* [Description of the task] Reproduce word for word the part of the review response that begins at the words "Thank you for your" and stops after the words "to each point.".

* [Reading text]
=== Begin Enclosure ===
Thank you for your thoughtful and detailed review of our paper. We appreciate the time you spent analyzing our work and have made careful revisions to address the concerns and questions you raised. Below is our response to each point.
- Performance Comparison with Point-MLP Elite:
We acknowledge your concern regarding the performance comparison with Point-MLP elite, especially as mentioned in Table 2. To address this, we have expanded our discussion in Section 4.1 and included additional analyses in Table 3 and Table 5, which demonstrate that LAMP outperforms advanced models like Point-MLP in terms of mean IoU scores in the dense prediction tasks of semantic segmentation and part segmentation. Meanwhile, LAMP also outperforms Point-MLP, particularly in long-tailed classes and out-of-domain recognition tasks (Table 6 and Table 7). We add a detailed discussion between LAMP and Point-MLP in Section 4.
- Evaluation on More Challenging Datasets:
We agree that evaluating LAMP on more challenging datasets would strengthen our paper. In response, we have included the results of ShapeNetCore, PartNet, and challenging Objaverse-LVIS, Scan200 datasets are as follows (New Table 7 in the Manuscript):
| Model | Shapenet-Core55 (%) | PartNet (%) | Objaverse-LVIS (%) |
|---|---|---|---|
| LAMP | 83.0 Acc | 50.5 mIoU | 54.2 Acc |
| Model | Head (%) | Common (%) | Tail (%) | All (%) |
|---|---|---|---|---|
| LGround [ECCV'22] | 51.51 | 22.68 | 12.41 | 28.87 |
| LAMP | 52.65 | 24.13 | 14.25 | 30.47 |
We hope that the experimental results on the newly added 4 benchmarks will address your concerns.
- Comparison with Lightweight Models like RepSurf:
We acknowledge the great contribution of RepSurf and are willing to perform a comparison between RepSurf (as detailed in Page 18 Table 10). We compare LAMP with the method as follows, meanwhile, we have further discussed the difference in learning focus between LAMP and RepSurf in the manuscript.
| Model | ModelNet (%) | S3DIS (%) | ShapeNetPart (%) | Long-Tail (%) | PointDA-10 |
|---|---|---|---|---|---|
| RepSurf | 94.7 OA | 68.9 mIoU | 85.3 mIoU | 83.6 mIoU (Few) | 71.3 Acc. |
| LAMP | 93.8 OA | 68.0 mIoU | 86.9 mIoU | 87.4 mIoU (Few) | 74.0 Acc. |
- Impact of Increasing Trainable Parameters:
Your question about the impact of increasing trainable parameters is insightful. In response, we have conducted additional experiments to explore this aspect. For multimodal tasks, the trainable language model backbone can significantly improve performance while increasing trainable parameters (as detailed in Sec 4.6).
| Method | Venue | Input | Unique (%) | Multiple (%) | Overall (%) | |||
|---|---|---|---|---|---|---|---|---|
| Acc@0.25 | Acc@0.5 | Acc@0.25 | Acc@0.5 | Acc@0.25 | Acc@0.5 | |||
| EDA (Wu et al., 2023b) | CVPR'23 | 3D | 85.76 | 68.57 | 48.11 | 36.82 | 53.83 | 41.70 |
| 3D-VisTA (Zhu et al., 2023) | ICCV'23 | 3D | 77.00 | 67.90 | 37.90 | 30.40 | 45.20 | 37.30 |
| LAMP (Base scale + Frozen) | Ours | 3D | 85.62 | 69.34 | 49.83 | 38.33 | 55.17 | 42.96 |
| LAMP (Base scale + Finetuning) | Ours | 3D | 86.74 | 69.87 | 50.06 | 39.77 | 55.66 | 43.54 |
| LAMP (Large scale + Finetuning) | Ours | 3D | 88.32 | 70.75 | 51.79 | 40.23 | 57.36 | 44.60 |
- Typographical Error in Section 3.3:
Thank you for pointing out the potential typo in Section 3.3. Upon review, we have corrected the notation from to , aligning it with our intended representation.
=== End Enclosure ===
* [Material provided]
=== Begin Enclosure ===
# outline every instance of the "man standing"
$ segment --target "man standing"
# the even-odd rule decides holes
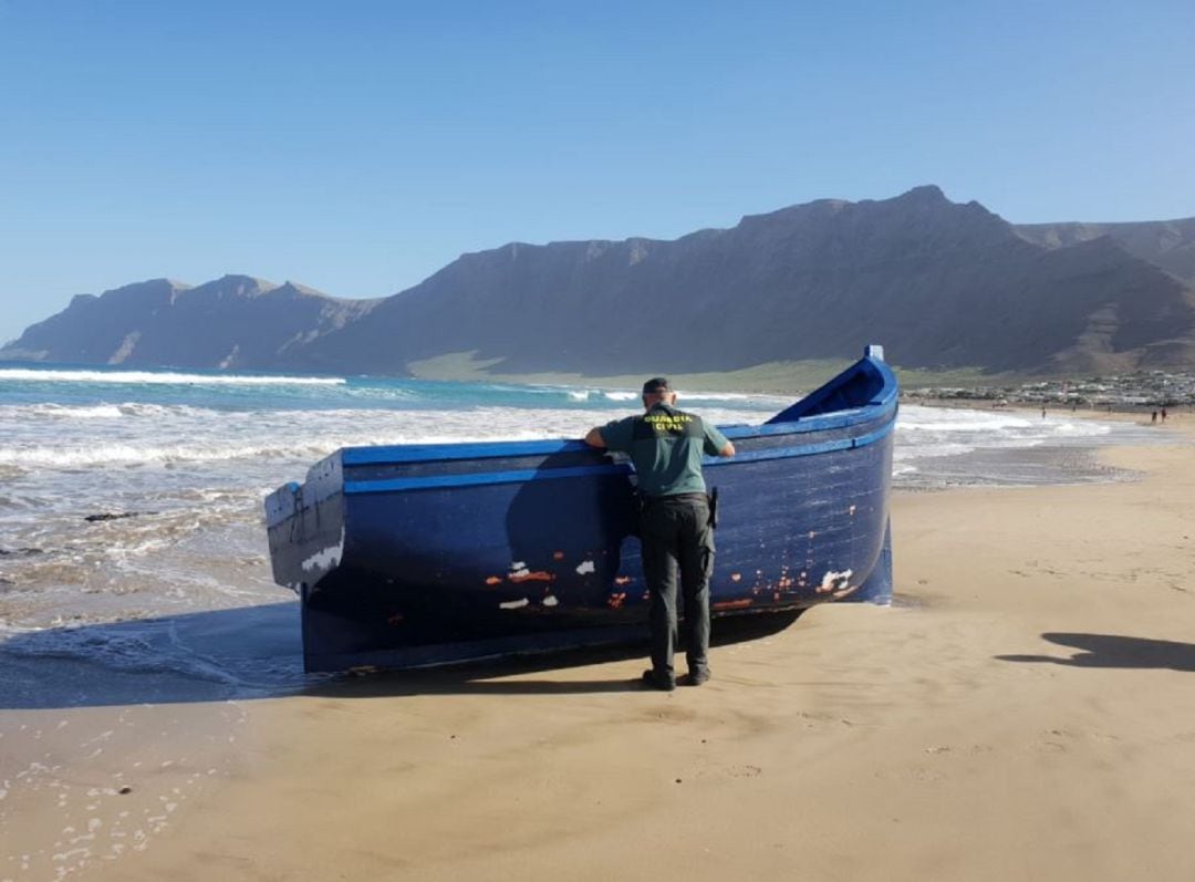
=== End Enclosure ===
* [Task response]
Thank you for your thoughtful and detailed review of our paper. We appreciate the time you spent analyzing our work and have made careful revisions to address the concerns and questions you raised. Below is our response to each point.